--- Start of Listing ---

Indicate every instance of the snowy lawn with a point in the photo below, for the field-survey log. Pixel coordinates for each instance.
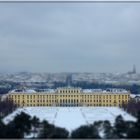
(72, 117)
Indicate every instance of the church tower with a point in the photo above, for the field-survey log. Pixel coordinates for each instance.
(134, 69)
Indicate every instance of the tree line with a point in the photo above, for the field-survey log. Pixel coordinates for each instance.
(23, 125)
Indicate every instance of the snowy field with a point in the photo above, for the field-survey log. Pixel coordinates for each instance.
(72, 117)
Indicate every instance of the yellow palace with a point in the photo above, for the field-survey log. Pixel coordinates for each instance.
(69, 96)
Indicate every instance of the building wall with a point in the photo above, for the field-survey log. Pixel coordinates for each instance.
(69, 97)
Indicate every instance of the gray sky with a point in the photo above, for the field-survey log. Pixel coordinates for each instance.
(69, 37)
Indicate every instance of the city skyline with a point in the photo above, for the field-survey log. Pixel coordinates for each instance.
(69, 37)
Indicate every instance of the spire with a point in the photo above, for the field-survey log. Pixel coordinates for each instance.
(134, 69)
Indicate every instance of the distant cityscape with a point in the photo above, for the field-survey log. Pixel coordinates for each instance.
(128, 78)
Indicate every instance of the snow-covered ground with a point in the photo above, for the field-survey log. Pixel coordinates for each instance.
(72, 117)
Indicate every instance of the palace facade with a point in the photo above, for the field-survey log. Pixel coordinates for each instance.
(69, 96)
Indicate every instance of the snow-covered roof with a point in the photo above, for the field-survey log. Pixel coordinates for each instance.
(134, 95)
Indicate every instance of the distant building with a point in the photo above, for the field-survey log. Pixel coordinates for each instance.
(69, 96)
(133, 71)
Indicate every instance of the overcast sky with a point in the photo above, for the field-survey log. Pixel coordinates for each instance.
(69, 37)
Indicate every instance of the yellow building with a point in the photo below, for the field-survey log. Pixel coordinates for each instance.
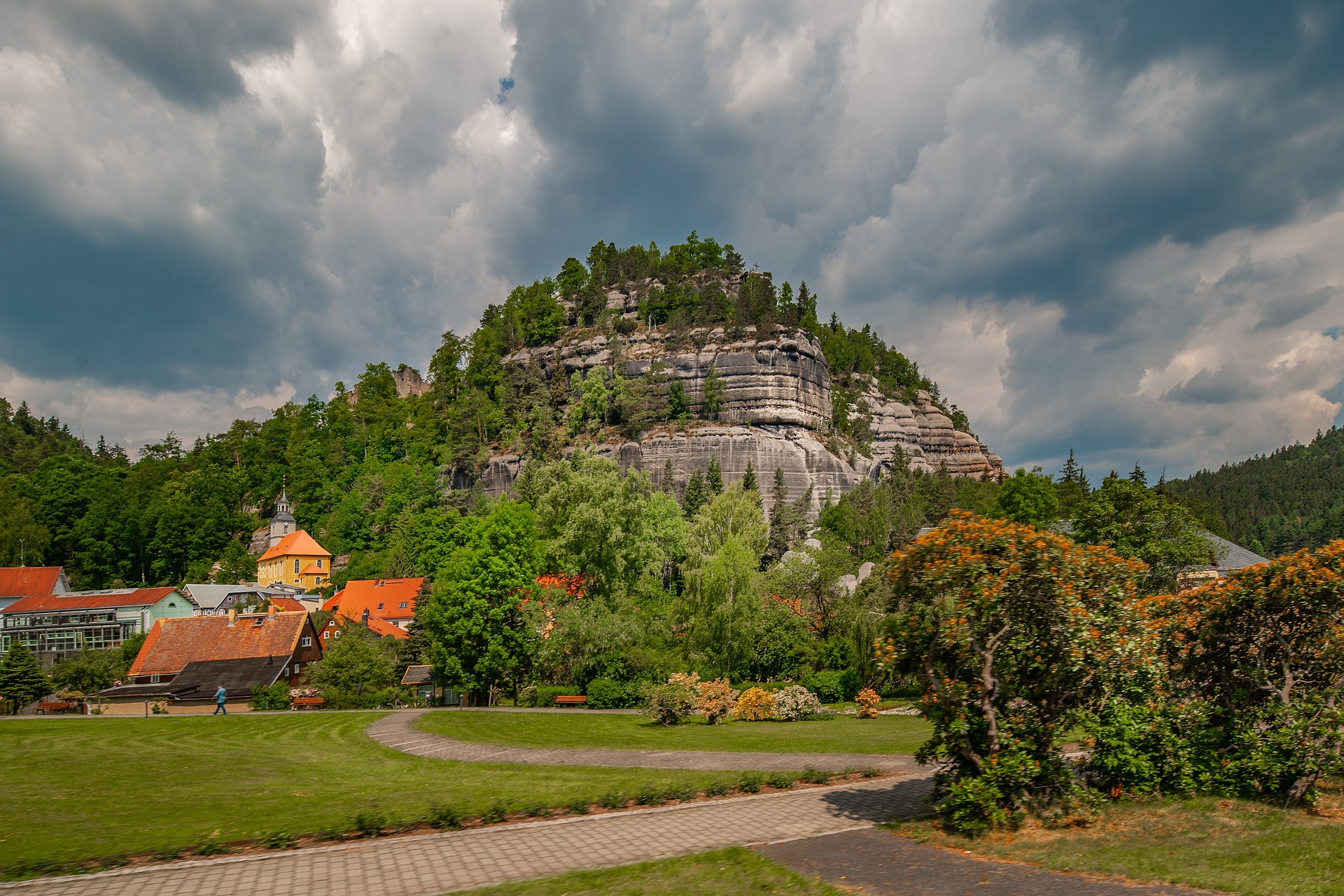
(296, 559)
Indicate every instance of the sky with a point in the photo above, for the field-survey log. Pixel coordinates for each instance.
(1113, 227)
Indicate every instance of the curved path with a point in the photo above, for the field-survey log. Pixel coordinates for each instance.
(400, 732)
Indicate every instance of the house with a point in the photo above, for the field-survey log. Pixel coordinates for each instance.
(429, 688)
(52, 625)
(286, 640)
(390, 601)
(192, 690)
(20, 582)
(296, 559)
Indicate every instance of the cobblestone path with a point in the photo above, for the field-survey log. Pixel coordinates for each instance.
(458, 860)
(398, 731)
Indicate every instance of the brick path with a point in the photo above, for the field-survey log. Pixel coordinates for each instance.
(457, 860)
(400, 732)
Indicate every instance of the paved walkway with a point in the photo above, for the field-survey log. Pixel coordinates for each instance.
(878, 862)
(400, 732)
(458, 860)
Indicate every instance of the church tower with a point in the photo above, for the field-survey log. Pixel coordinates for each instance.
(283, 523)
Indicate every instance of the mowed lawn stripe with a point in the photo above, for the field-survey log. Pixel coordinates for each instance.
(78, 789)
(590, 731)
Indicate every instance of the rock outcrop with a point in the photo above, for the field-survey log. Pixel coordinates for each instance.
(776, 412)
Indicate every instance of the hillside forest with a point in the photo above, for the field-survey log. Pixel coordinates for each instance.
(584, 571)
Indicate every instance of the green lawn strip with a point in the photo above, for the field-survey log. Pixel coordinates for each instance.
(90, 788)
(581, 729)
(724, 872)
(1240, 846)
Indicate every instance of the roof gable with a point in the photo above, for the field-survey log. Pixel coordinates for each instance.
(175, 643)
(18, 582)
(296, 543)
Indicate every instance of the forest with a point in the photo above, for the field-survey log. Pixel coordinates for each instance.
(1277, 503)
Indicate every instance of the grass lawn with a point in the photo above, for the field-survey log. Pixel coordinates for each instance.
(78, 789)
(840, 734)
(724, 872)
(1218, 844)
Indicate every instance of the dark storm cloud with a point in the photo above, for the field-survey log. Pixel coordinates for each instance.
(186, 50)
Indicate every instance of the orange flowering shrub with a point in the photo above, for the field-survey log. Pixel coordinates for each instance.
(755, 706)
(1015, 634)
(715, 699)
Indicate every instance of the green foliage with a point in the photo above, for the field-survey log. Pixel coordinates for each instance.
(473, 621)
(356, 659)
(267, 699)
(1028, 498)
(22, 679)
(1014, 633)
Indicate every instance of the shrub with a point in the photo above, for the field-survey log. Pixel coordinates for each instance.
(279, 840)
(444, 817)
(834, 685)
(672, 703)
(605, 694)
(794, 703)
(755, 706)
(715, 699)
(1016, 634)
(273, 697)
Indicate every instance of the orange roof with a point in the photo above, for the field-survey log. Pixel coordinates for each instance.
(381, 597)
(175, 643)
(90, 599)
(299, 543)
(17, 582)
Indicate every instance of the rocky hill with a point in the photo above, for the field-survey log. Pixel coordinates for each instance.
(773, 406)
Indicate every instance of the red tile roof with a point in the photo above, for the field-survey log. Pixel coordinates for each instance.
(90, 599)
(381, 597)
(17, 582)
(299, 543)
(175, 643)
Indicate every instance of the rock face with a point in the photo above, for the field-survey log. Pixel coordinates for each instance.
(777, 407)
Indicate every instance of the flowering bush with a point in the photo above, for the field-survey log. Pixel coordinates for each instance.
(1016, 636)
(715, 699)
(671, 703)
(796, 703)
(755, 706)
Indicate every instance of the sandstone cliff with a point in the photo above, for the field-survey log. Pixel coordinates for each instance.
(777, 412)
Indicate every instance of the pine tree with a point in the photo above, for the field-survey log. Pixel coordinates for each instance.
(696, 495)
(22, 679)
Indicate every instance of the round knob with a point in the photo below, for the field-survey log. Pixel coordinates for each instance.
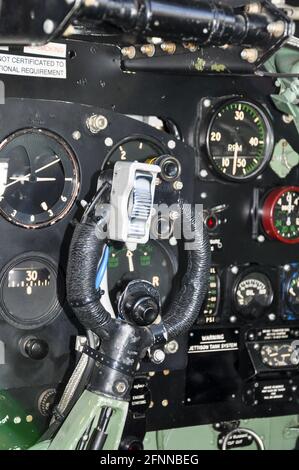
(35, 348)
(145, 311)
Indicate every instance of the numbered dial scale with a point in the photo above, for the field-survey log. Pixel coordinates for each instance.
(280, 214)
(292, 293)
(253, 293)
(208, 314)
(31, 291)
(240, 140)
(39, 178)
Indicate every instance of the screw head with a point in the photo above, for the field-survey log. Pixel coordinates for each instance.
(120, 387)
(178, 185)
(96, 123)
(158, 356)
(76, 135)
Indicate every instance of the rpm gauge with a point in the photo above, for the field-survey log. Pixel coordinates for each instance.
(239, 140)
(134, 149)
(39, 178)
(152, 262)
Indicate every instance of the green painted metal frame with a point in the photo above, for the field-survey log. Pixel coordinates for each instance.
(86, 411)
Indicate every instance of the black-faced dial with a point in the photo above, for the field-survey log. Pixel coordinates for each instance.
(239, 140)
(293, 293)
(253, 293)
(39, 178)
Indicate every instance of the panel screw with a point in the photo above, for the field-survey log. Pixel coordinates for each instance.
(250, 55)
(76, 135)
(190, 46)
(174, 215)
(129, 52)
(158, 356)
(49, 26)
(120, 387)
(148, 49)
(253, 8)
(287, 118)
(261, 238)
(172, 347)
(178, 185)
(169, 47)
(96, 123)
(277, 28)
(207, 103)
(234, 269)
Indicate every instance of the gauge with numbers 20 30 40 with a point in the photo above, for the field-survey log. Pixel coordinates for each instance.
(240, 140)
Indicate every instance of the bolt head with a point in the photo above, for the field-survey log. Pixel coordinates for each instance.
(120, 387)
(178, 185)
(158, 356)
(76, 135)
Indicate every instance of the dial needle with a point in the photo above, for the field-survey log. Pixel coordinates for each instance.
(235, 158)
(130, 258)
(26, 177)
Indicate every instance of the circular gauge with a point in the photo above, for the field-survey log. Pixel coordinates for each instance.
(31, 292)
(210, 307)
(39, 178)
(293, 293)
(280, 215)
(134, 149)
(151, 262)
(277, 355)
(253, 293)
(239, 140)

--- End of Listing ---

## Description of the task
Copy each line exactly, and leave the pictures out of your copy.

## Complete answer
Indicate every instance of the snowy lawn with a point in the photo below, for the field-survey log. Pixel coordinates for each instance.
(72, 117)
Indicate every instance of the church tower with a point in the photo above, for the field-survey log. Pixel coordinates for each instance.
(134, 69)
Indicate every instance of the tree line with a point in the photo above, for the field-survey log. Pixel coordinates for each instance.
(23, 125)
Indicate every instance of the snowy field with a point in the photo above, for the field-survey log. Pixel coordinates for each instance.
(72, 117)
Indicate every instance of the yellow palace with a point in the photo above, for the field-survey log. Pixel coordinates for each instance.
(69, 96)
Indicate every instance of the building wall with a point in the photo above, for the field-survey log. Pixel coordinates for each instance.
(69, 97)
Indicate every instance of the gray sky with a point in the photo above, for the field-survey log. Pixel coordinates for each instance.
(69, 37)
Indicate every instance of the city skyline with a point in the photo above, for the field-survey log. Pixel coordinates for each instance.
(69, 37)
Indicate every instance of the spire with a point in the photo above, for the field-survey log. Pixel coordinates for each instance.
(134, 69)
Indicate every instance of the distant cityscape with a point in the photo above, for the field-survey log. Pixel coordinates for each instance.
(128, 78)
Indicate every instance of the snow-covered ground with a point in the photo above, for the field-survey log. Pixel coordinates for each instance.
(72, 117)
Indicate every instance of the palace facade with a point in the photo above, for the field-survey log. Pixel coordinates for each instance.
(69, 96)
Indicate every instance of the snow-covered roof with a point in the photo above, for the field-survey log. Pixel coordinates for each instance.
(134, 95)
Indicate every instance of the distant building with a point in the photo above, for the field-survey log. Pixel coordinates for each instance.
(69, 96)
(133, 71)
Indicate every instance of the overcast sky with a point in the photo above, for the field-survey log. Pixel coordinates for each instance.
(69, 37)
Indicate every instance of the yellow building with a point in the photo below, for the field-survey log. Pixel coordinates for each instance.
(296, 559)
Indicate every instance of the sky with a point in the photo above, for the field-survey log. Pixel coordinates for each instance.
(1113, 227)
Indicate every instance of the curved path with a point in the photo above, for the field-survey log. Pixel coordinates for each instance.
(400, 732)
Indicate every instance of the house with a point in the photo above, for the field-survey log. Pixel coordinates for each instance.
(429, 688)
(52, 625)
(286, 640)
(390, 601)
(192, 690)
(20, 582)
(296, 559)
Indicate every instance of the cobblestone path with a point in the photo above, for the field-survey log. Pixel coordinates for each instance.
(458, 860)
(398, 731)
Indicate every instance of the brick path with a point in the photo above, for the field-survey log. Pixel coordinates for each instance.
(457, 860)
(400, 732)
Indicate every instance of the paved walkway with a point in the photo above, for the field-survey log. Pixel coordinates for each instance.
(878, 862)
(400, 732)
(458, 860)
Indicate every instance of the church tower with a point in the photo above, for the field-survey log. Pixel coordinates for each instance.
(283, 523)
Indicate every instance of the mowed lawn stripe with a point in the photo above, for the field-survey log. Pixel coordinates for each instance.
(78, 789)
(590, 731)
Indicate every instance of the rock outcrop with a point in the photo above, for the field-survey log. Pixel coordinates for each instance.
(776, 412)
Indicate every instance of the hillside forest with a point in the photo above, for the field-survey log. Pixel coordinates for each instance.
(584, 571)
Indicate every instance of the green lawn strip with a point in the photo above, for the field-survey log. Pixel coordinates for each instance.
(90, 788)
(581, 729)
(724, 872)
(1240, 846)
Indicate every instance of the roof gable with a point in the photo above, for the field-survey log. Pixel coordinates for each instance.
(175, 643)
(18, 582)
(296, 543)
Indicate every instance of the forest with a point in the photo above, for the field-survey log. Pixel coordinates for each instance.
(1277, 503)
Indicate every instance of the grass lawn with a point in the photo above, for the field-survey log. Pixel coordinates for each instance.
(78, 789)
(840, 734)
(724, 872)
(1218, 844)
Indicate every instance of the dark storm cloud with a point in the photo above, for the field-survey log. Pixel coordinates for each instance.
(186, 50)
Indicate every instance of the orange flowering shrub with a point in the photo above, for the field-survey log. Pixel coordinates for each instance.
(755, 706)
(1015, 634)
(715, 699)
Indicate every instance of the green foliage with a point in the photo above, for the field-survey log. Pixel coordinates for each instance.
(473, 621)
(356, 659)
(267, 699)
(1028, 498)
(22, 679)
(1014, 633)
Indicate every instance of the shrub with a point in the photo above, for the field-survey log. Pixel coordinates for each instance.
(279, 840)
(444, 817)
(834, 685)
(672, 703)
(605, 694)
(794, 703)
(755, 706)
(715, 699)
(1016, 634)
(273, 697)
Indicate every instance of the orange roof with a point in the photo above, for the field-survey log. Pixel coordinates for each instance.
(381, 597)
(175, 643)
(90, 599)
(299, 543)
(17, 582)
Indicate every instance of the rocky hill with a point in the photo above, for the field-survey log. Pixel coordinates for each instance.
(773, 406)
Indicate every instance of the red tile roof with a point in the photo above, for the field-survey log. Pixel coordinates for each instance.
(90, 599)
(381, 597)
(17, 582)
(299, 543)
(175, 643)
Indicate every instance of the rock face with a point in the photo above, for the field-survey log. Pixel coordinates for each instance.
(777, 407)
Indicate every instance of the flowering bush with a point in the photo above, for the field-survey log. Pixel coordinates for each instance.
(1016, 636)
(715, 699)
(671, 703)
(796, 703)
(755, 706)
Indicate every instance of the sandstone cliff with a point in the photo above, for the field-survey log. Pixel coordinates for each instance.
(777, 412)
Indicate every instance of the pine tree with a point in the photo above, for the field-survey log. Pixel coordinates for each instance.
(696, 495)
(22, 679)
Indicate every instance of the round knob with a point in the photo below, for the field-survey log. Pixel coordinates for each instance.
(35, 348)
(145, 311)
Indicate every instance of the numbered dial scale with a point in the photo above, for the field-survey log. Pixel coordinates for each instance.
(280, 214)
(292, 293)
(253, 293)
(208, 314)
(31, 291)
(240, 140)
(39, 178)
Indicate every instance of the screw head with a point in the photo above, for the field-survey log. Pixel coordinates for each instance.
(120, 387)
(178, 185)
(96, 123)
(158, 356)
(76, 135)
Indicate every instance of the rpm gauge with a point in the photo above, for the field-survey log. Pixel coordinates for each instance.
(239, 140)
(134, 149)
(39, 178)
(152, 262)
Indicate every instance of the green painted metal frame with a point in the photo above, for the field-survey log. Pixel coordinates for each instance.
(86, 411)
Indicate every instance of the black-faced dial with a point in the photo above, for the field-survey log. Pixel coordinates for each instance.
(239, 140)
(293, 293)
(253, 293)
(39, 178)
Indicate every instance of the panel screw with a point in the photo above, for the field-survey log. Pixel coordinates for each instance.
(250, 55)
(76, 135)
(190, 46)
(174, 215)
(129, 52)
(158, 356)
(49, 26)
(120, 387)
(148, 49)
(253, 8)
(287, 118)
(261, 238)
(172, 347)
(178, 185)
(169, 47)
(96, 123)
(277, 28)
(207, 103)
(234, 269)
Indicate every instance of the gauge with numbers 20 30 40 with a point in the photo above, for the field-survey log. Pixel coordinates for each instance.
(240, 140)
Indicate every instance of the bolt head with a point in the photo above, for the field-survey log. Pixel coordinates for each instance.
(120, 387)
(178, 185)
(158, 356)
(76, 135)
Indicate every instance of the dial needle with a point in the photo above, for the field-survey log. Pixel coordinates for each instance.
(235, 158)
(130, 258)
(26, 177)
Indicate every instance of the circular gauge with a point in the photo above, for the field-survey log. Pixel coordinates for each instance.
(31, 292)
(210, 307)
(39, 178)
(293, 293)
(280, 215)
(134, 149)
(151, 262)
(277, 355)
(253, 293)
(239, 140)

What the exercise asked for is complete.